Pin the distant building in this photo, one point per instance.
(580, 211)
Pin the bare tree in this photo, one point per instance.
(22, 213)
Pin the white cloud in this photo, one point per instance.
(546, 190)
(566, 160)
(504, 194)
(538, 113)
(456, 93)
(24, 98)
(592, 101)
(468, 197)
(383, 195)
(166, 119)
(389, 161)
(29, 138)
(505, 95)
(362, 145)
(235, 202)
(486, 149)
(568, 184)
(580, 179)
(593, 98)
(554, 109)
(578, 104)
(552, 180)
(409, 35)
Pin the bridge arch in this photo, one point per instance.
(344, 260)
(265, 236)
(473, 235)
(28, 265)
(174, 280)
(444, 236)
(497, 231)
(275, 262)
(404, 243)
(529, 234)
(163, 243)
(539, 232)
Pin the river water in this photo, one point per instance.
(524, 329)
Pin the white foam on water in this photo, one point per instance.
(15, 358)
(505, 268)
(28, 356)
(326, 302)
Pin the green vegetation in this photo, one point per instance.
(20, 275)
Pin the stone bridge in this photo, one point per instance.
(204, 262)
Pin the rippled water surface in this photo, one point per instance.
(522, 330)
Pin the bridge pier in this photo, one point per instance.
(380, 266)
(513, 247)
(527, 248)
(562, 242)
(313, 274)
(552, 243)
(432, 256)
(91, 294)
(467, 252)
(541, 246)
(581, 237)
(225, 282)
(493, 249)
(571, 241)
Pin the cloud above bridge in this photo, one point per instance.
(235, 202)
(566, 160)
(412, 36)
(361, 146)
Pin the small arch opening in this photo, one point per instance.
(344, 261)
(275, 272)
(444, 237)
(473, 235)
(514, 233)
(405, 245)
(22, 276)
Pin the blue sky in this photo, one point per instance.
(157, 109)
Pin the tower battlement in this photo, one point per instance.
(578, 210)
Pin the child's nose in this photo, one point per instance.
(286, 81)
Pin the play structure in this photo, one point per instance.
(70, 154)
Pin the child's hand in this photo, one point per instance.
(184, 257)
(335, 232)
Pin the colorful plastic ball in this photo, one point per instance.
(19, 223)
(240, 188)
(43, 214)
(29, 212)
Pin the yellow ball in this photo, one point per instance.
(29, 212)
----------
## Work to do:
Copy out all the lines above word for word, with no changes.

## Correct output:
Pin the distant building in this photo, one point per instance.
(580, 211)
Pin the bare tree in this photo, one point per instance.
(22, 213)
Pin the white cloud in this photo, one point per instance.
(546, 190)
(566, 160)
(504, 194)
(538, 113)
(456, 93)
(24, 98)
(592, 101)
(468, 197)
(383, 195)
(166, 119)
(389, 161)
(29, 138)
(505, 95)
(362, 145)
(235, 202)
(486, 149)
(568, 184)
(580, 179)
(593, 98)
(554, 109)
(578, 104)
(552, 180)
(409, 35)
Pin the bridge arch in this photo, one point per instance.
(344, 260)
(265, 236)
(473, 235)
(28, 265)
(174, 280)
(444, 236)
(497, 231)
(275, 262)
(404, 243)
(529, 234)
(163, 243)
(539, 232)
Pin the river water in this photo, one point per instance.
(524, 329)
Pin the white foam on water in this photo, one point per instance.
(15, 358)
(505, 268)
(28, 356)
(326, 302)
Pin the green vegetation in this photo, one point per instance.
(20, 275)
Pin the stone bridge in this photo, one point per instance.
(204, 262)
Pin the rippled water surface in this photo, one point per instance.
(522, 330)
Pin the bridge pier in this photo, one point per instance.
(380, 266)
(513, 247)
(527, 248)
(562, 242)
(313, 274)
(552, 243)
(432, 256)
(91, 294)
(467, 252)
(541, 246)
(581, 237)
(225, 282)
(493, 249)
(571, 241)
Pin the cloud above bridge in this photo, one point per instance.
(235, 202)
(566, 160)
(412, 36)
(361, 146)
Pin the small arch opening in this photo, one point per instance.
(344, 261)
(275, 272)
(444, 237)
(473, 235)
(514, 233)
(405, 245)
(22, 276)
Pin the blue sky in this photo, one point per instance.
(157, 109)
Pin the tower battlement in this photo, one point per instance.
(578, 210)
Pin the child's nose in this photo, one point per instance.
(286, 81)
Pin the play structure in this photo, one point per instance.
(70, 154)
Pin the child's hand in this photo, one point per instance.
(184, 257)
(335, 232)
Pin the colorful plastic ball in this photo, one point per instance.
(19, 223)
(240, 188)
(43, 214)
(29, 212)
Pin the yellow ball in this photo, one point per instance.
(29, 212)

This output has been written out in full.